▸ **WHAT THE TASK REQUIRES**:
Count the lines in the items below that contain the string "green" and reply with that number alone.

***** THE DATA

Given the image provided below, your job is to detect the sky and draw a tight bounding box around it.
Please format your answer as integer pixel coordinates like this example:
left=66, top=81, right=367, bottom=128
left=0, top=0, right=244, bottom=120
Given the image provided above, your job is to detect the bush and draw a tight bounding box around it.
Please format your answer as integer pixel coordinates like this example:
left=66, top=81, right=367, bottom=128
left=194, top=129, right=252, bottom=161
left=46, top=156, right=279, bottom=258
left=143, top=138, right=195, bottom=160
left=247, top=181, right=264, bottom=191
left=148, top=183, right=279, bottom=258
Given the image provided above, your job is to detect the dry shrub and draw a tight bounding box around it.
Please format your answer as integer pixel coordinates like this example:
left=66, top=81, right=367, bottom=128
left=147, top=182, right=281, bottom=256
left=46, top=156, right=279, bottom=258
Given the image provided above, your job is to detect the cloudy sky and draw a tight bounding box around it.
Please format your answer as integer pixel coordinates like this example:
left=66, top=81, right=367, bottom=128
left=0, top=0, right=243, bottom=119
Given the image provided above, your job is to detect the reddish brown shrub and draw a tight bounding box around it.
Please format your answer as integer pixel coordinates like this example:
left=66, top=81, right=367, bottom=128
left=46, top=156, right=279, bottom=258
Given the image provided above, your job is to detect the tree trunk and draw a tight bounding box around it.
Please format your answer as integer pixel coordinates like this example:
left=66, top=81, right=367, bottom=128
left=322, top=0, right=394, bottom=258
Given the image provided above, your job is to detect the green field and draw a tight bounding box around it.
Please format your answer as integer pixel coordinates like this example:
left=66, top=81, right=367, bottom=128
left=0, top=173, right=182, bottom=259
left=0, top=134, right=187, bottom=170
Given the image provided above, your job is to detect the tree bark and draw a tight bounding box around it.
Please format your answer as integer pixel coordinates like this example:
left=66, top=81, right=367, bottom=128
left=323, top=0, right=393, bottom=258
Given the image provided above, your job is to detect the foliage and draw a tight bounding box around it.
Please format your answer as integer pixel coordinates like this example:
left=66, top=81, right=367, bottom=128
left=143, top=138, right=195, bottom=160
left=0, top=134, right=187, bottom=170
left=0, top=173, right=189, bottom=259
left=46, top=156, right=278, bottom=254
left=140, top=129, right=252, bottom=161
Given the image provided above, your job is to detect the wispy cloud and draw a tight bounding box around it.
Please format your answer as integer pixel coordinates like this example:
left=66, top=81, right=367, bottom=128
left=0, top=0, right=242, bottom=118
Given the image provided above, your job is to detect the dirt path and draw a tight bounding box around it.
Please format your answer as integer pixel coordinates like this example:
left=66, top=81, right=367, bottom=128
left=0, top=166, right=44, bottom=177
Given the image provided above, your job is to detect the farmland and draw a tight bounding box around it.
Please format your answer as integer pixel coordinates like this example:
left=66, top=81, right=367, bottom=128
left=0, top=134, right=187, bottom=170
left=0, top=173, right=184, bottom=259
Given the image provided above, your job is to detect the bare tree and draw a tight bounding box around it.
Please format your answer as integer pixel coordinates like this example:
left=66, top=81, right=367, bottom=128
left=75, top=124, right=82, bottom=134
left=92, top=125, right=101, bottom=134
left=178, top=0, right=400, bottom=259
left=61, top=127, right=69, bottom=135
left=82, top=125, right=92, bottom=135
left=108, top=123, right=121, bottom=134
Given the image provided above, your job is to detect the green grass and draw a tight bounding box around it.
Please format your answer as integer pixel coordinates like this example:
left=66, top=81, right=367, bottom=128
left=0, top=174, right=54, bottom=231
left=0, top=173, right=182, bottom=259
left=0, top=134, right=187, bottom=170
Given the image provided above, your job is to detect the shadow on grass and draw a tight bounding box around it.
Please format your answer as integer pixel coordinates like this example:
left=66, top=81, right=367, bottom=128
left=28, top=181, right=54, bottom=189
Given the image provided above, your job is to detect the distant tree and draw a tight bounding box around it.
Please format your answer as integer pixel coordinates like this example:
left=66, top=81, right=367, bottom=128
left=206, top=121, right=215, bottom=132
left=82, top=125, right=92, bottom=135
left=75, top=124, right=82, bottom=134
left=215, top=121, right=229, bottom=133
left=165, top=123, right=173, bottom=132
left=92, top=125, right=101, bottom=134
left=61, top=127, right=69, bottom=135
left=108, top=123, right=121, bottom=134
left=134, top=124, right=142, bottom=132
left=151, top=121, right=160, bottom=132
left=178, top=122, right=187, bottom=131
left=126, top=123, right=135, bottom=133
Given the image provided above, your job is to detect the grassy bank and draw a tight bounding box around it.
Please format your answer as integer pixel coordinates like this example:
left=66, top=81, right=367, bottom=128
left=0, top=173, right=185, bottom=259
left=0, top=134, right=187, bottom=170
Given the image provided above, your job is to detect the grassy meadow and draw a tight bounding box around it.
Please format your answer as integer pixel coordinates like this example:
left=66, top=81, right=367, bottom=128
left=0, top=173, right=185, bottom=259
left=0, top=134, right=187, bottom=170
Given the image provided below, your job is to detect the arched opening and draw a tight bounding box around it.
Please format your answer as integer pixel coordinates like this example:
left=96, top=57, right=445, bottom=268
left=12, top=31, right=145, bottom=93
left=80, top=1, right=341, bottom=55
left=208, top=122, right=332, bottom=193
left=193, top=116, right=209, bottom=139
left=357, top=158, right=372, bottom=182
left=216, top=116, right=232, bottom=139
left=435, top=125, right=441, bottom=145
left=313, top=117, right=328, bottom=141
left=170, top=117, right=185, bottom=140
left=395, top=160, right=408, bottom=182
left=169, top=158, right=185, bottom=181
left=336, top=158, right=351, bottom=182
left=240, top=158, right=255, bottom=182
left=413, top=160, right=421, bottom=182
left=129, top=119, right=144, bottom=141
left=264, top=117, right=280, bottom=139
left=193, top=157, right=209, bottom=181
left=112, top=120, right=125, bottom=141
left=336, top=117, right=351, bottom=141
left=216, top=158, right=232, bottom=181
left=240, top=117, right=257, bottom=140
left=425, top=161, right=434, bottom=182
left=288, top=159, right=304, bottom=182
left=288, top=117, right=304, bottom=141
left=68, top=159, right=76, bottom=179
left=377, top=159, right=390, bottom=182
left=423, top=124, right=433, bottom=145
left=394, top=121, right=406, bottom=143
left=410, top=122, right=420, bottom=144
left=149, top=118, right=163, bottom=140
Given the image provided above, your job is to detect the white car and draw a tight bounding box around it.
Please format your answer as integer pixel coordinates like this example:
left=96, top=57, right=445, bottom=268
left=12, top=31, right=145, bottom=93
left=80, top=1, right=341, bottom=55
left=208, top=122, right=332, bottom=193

**********

▸ **WRITTEN RESPONSE**:
2